** Opening Extracted material block **
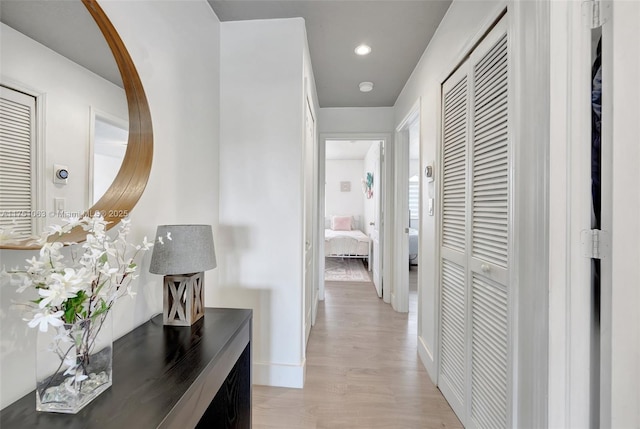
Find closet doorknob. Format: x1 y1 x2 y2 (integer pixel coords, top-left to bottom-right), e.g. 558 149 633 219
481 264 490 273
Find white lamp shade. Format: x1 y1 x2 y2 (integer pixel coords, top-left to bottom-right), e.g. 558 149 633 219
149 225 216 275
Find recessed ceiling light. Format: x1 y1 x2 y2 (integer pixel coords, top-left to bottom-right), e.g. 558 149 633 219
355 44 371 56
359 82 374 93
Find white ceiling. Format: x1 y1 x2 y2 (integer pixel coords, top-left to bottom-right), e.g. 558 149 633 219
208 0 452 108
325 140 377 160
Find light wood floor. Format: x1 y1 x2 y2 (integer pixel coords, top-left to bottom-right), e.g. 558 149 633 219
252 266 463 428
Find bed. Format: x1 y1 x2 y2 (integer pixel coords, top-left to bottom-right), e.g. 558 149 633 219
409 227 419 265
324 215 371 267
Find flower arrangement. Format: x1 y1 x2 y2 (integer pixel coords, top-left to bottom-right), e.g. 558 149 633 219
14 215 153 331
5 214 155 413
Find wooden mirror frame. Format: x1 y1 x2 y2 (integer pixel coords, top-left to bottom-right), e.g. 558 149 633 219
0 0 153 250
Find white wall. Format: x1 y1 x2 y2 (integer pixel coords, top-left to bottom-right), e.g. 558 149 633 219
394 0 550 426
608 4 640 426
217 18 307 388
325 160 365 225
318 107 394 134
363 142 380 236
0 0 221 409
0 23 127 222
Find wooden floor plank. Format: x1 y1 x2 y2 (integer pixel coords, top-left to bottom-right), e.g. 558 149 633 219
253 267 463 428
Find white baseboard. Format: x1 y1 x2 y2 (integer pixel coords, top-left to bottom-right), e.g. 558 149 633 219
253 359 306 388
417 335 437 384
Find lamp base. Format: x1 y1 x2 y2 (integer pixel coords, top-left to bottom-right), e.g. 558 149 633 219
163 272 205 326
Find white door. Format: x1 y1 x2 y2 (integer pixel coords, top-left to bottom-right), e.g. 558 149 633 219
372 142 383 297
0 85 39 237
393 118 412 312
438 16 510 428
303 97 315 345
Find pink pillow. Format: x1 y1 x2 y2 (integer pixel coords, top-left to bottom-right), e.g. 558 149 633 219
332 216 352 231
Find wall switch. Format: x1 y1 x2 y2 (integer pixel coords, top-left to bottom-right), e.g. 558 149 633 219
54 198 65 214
** Closing Extracted material block **
* **Task goal**: Ignore the images and quote every line of the listing exactly.

* **Written answer**:
Find closet doorknob. Format: x1 y1 x2 y2 (integer pixel coords, top-left to bottom-right), e.g. 558 149 633 219
481 264 490 273
Find white lamp shade. Format: x1 y1 x2 y2 (integer pixel coords, top-left to bottom-right), e.g. 558 149 633 219
149 225 216 275
Find recessed ceiling light. Format: x1 y1 x2 y2 (integer pixel coords, top-left to bottom-right), e.g. 558 149 633 219
355 44 371 56
359 82 374 93
Find white ceiling. Format: x1 y1 x2 y2 (integer pixel coords, top-left to bottom-right), e.g. 558 149 633 219
208 0 452 108
325 140 377 160
Find light wood floor. Format: x1 y1 x2 y2 (integer pixel coords, top-left to bottom-right), e.g. 558 149 633 219
252 266 463 428
Find bed. Format: x1 y1 x2 y2 (integer pixel coords, top-left to bottom-right), e.g. 558 149 633 219
409 227 419 265
324 215 371 267
Find flower arrangement. Format: x1 y1 x2 y2 (integer pixel coords, top-left to bottom-right), e.g. 558 149 633 219
14 215 153 331
5 214 155 413
Find wooden mirror frame. Format: x1 y1 x2 y2 (integer pixel coords, top-left to bottom-right), e.g. 558 149 633 219
0 0 153 250
Find white wall. Format: x1 y1 x2 y2 (integer pixel coords, top-left to bottom-right), e.g. 558 149 633 219
394 0 550 426
608 4 640 426
217 18 307 388
325 160 365 225
318 107 394 134
363 142 380 236
0 0 221 409
0 23 127 222
Find wooden floor plank. Format: x1 y1 x2 y2 (integer pixel coords, top-left to bottom-right), e.g. 558 149 633 219
253 267 463 428
Find white baseboard. Format: x1 y1 x2 y2 (integer pixel coords, top-left to bottom-right), e.g. 558 149 633 219
253 359 306 388
417 335 437 384
Find lamp base. Format: x1 y1 x2 y2 (integer pixel coords, top-left to bottom-right), e.g. 558 149 633 219
163 272 205 326
Find white door. Format: x1 y1 x2 y2 (integer pixel coords, top-left to bottom-right), e.g. 558 149 633 219
372 142 383 297
0 85 39 237
393 118 412 312
438 16 510 428
303 97 315 345
Find pink pillow. Format: x1 y1 x2 y2 (integer pixel coords, top-left to bottom-right), e.g. 558 149 633 219
332 216 352 231
Find wall switch. Format: x1 y1 x2 y2 (integer pixel coords, top-left to bottom-right), e.g. 558 149 633 219
54 198 65 214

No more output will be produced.